[Entries from a pointing dataset]
· · · · ·
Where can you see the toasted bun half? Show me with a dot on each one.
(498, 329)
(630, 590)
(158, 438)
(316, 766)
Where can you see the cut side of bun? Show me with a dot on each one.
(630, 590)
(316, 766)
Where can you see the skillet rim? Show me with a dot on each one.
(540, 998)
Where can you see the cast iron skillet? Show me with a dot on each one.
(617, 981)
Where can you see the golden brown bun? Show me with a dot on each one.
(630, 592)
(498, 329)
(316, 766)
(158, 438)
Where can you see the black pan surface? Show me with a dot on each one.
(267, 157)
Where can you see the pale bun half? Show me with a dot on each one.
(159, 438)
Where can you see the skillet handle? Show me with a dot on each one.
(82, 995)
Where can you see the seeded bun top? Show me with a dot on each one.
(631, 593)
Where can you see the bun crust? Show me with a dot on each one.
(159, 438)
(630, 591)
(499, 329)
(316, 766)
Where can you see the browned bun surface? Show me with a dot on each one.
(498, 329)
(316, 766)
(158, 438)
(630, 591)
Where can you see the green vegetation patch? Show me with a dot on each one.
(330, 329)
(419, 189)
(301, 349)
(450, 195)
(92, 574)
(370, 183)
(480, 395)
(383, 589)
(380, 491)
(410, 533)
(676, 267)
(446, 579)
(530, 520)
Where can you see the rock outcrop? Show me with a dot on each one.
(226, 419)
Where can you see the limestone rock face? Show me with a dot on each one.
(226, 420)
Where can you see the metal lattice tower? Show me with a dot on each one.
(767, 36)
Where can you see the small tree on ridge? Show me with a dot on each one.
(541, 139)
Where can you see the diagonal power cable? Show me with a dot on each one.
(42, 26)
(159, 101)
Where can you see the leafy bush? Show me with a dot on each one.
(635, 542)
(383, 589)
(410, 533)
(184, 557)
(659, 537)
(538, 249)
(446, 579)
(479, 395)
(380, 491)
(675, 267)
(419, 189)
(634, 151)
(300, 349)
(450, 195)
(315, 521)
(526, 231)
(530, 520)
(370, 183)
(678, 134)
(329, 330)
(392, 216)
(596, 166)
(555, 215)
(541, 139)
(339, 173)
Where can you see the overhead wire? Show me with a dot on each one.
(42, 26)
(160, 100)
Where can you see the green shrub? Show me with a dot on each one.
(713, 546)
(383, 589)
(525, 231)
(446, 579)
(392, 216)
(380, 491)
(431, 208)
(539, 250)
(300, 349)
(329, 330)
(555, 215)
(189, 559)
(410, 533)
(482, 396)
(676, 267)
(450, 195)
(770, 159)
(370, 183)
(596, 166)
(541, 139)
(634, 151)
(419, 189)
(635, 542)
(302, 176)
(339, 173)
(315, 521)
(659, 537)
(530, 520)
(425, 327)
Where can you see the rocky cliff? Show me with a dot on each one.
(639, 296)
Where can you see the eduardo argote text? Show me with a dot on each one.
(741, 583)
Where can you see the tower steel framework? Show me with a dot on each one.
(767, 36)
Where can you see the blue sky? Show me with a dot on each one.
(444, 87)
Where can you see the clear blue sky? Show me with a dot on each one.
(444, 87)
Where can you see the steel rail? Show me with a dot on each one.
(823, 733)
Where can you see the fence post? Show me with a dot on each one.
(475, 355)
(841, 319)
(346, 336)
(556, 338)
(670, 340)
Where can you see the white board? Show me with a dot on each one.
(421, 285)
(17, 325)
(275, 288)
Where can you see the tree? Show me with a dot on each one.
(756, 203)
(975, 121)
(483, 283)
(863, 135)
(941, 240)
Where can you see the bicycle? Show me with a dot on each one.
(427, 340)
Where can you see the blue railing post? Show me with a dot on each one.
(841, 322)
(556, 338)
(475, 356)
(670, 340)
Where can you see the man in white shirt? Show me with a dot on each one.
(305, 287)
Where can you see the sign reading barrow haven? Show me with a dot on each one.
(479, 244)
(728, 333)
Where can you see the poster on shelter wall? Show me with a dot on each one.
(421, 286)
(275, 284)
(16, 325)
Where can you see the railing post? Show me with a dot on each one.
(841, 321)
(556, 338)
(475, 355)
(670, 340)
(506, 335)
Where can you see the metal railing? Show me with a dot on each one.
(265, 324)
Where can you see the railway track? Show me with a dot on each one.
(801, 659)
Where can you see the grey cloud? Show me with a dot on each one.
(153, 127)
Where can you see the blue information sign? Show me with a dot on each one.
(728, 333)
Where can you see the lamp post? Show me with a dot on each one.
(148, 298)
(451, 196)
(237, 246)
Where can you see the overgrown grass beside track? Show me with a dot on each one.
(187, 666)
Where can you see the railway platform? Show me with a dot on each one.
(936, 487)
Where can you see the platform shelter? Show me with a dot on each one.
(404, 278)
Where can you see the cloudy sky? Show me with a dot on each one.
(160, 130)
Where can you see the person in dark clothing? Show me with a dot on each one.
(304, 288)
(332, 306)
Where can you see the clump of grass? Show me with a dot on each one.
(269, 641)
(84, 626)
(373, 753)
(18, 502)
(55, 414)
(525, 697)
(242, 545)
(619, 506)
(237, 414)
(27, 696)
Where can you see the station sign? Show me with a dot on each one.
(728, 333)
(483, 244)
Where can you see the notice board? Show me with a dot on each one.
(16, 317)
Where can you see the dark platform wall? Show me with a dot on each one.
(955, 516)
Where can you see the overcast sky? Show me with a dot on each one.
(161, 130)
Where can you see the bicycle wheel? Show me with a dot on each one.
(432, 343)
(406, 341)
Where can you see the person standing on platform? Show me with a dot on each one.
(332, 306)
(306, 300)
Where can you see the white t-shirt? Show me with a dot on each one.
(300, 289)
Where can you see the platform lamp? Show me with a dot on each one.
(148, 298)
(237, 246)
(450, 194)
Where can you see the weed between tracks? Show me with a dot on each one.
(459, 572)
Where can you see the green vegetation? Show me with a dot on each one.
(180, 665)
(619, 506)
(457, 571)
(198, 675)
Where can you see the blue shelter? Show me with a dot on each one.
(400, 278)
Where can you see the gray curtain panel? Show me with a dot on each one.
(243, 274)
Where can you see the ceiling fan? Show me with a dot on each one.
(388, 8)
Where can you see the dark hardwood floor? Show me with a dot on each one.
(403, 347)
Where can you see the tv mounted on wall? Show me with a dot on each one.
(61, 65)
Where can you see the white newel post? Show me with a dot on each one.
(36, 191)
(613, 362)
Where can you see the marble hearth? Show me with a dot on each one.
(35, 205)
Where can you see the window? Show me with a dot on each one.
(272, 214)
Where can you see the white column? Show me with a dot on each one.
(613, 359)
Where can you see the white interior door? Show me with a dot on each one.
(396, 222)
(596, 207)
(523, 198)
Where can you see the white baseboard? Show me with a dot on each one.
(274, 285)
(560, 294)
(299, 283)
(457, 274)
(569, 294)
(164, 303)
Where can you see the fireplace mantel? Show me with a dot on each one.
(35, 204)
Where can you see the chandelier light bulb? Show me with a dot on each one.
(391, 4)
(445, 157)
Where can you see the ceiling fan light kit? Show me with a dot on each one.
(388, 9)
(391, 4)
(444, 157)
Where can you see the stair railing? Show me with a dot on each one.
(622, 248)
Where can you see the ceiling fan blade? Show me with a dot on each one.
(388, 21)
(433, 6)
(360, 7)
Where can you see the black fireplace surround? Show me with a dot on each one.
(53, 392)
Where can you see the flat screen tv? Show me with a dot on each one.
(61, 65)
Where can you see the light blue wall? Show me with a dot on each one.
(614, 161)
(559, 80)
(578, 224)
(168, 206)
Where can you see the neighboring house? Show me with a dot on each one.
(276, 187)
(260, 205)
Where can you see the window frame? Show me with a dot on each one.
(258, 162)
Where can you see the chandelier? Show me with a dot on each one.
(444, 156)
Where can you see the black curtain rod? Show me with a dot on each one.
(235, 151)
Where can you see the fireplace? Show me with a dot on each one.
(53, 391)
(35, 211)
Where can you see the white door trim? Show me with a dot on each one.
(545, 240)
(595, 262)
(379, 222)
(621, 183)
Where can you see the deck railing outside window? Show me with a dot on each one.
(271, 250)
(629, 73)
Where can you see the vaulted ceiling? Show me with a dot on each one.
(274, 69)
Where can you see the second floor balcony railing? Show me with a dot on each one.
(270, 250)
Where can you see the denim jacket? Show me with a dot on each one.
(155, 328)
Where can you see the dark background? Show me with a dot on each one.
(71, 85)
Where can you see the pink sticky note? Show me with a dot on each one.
· · · · ·
- [Stated task]: Write out only what runs from the line holding "Where can you see the chandelier?" through the last line of the records, exactly as shown.

- [Written response]:
Where can you see the chandelier? Show me with a dot on each one.
(444, 156)
Where can you see the black curtain rod? Show me with a dot on each one.
(235, 151)
Where can you see the fireplace? Show me with a dot on each one.
(53, 391)
(35, 211)
Where can you see the white door trim? Show me with a dot on each one.
(545, 240)
(595, 262)
(379, 222)
(621, 183)
Where can you see the deck railing outside window? Show me with a dot on each one.
(271, 250)
(629, 73)
Where can you see the vaulted ceiling? Show me with a dot on each one.
(274, 69)
Where can you see the second floor balcony railing? Show me with a dot on each one.
(270, 250)
Where can you see the denim jacket? Show me with a dot on each one.
(155, 328)
Where can you see the dark background? Show me with a dot on each one.
(71, 85)
Where can you see the pink sticky note? Show me with a dot on each one.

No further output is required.